## What is being asked
Below are some lines of data. Return all of them as they are.

Collected data entries:
§ §
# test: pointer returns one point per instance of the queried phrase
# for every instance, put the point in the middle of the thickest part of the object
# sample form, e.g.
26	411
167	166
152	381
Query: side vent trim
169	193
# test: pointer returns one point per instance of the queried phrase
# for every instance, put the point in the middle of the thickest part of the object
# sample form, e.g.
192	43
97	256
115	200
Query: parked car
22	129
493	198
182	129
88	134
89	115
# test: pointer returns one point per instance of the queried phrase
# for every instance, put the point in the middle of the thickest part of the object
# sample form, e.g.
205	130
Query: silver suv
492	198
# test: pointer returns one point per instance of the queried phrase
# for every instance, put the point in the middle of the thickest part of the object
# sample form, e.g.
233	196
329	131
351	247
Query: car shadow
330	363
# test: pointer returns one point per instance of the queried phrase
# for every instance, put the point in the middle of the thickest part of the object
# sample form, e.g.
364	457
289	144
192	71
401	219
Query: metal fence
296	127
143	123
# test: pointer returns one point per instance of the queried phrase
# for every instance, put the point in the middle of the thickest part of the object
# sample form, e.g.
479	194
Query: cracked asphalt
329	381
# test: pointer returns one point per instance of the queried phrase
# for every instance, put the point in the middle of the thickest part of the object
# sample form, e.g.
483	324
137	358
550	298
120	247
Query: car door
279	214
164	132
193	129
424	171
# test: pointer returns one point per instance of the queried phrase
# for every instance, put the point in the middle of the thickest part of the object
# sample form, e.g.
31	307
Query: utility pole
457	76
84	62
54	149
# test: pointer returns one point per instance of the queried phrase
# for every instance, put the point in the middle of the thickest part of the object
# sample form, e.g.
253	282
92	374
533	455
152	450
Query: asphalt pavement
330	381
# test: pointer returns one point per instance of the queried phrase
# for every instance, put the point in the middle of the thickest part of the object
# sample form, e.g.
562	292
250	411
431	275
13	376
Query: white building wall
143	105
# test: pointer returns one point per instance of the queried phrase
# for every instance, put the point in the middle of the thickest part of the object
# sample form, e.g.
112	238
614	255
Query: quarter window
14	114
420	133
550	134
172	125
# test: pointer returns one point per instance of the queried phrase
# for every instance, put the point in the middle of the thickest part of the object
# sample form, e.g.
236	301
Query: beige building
§ §
## Response for this exercise
# test: pointer returns one point per instance of the queried phrase
# for every instance, put the point in the middle of the thickest part of the object
# sample form, e.g.
26	411
167	166
152	381
Query: side vent trim
169	193
# test: pointer returns one point per instance of the queried phrase
# for every instance, put the point in the middle of the thickest part of the object
# sample form, e.g.
192	43
97	256
115	200
Query: parked car
22	129
493	198
182	129
88	134
89	115
# test: pointer returns one point per instance of the queried phrase
# for every instance, put the point in the middle of the thickest part of the object
# sample form, e.g.
205	130
Query: silver suv
492	198
# test: pointer returns one point per instance of the queried phrase
# for every instance, put the point in the middle of the thickest part of the object
# sample form, e.g.
233	196
329	131
351	247
Query: car shadow
330	363
# test: pointer returns one point per instance of the queried phrase
# for every instance, put the point in the middle of the thickest part of the object
# sample form, e.g.
364	457
289	144
192	71
401	219
Query: metal fence
296	127
143	123
# test: pointer returns one point per instance of the queried phrase
# for every instance, put the point in the middle of the thickest part of the object
# sample form, e.g.
479	194
Query: cracked asphalt
329	381
# test: pointer returns one point per instance of the queried phrase
# for every instance, put the point in the middle of the thickest part of the object
# sample form, e.g.
483	324
137	358
550	298
120	247
Query: car door
279	214
164	132
193	129
424	171
# test: pointer returns one point per instance of the queried phrase
# for every instance, put the point in the middle of the thickest part of the object
# sample form, e.g.
31	307
Query: utility pole
457	76
84	62
54	149
# test: pointer returns one point per instance of the queried phrase
# for every instance, put the point in the middle of the thickest part of the object
# sample form, e.g.
253	282
92	374
533	455
152	450
Query: asphalt pavement
330	381
# test: pointer returns one point per instance of the queried phrase
# for every instance, put the point in the middle of the thickest part of the object
# sample form, e.g.
562	292
250	411
431	275
13	376
Query: white building wall
143	105
# test: pointer returns one point per instance of the queried phrase
# for every instance, put the point in the middle of the thickest part of the object
# sample form, e.g.
112	238
614	255
Query: quarter window
14	114
420	133
550	134
172	125
# test: pointer returns one point per instance of the queried phrase
# for every instance, put the point in the middle of the thickest part of the object
# sample form, e.g.
236	301
Query: beige building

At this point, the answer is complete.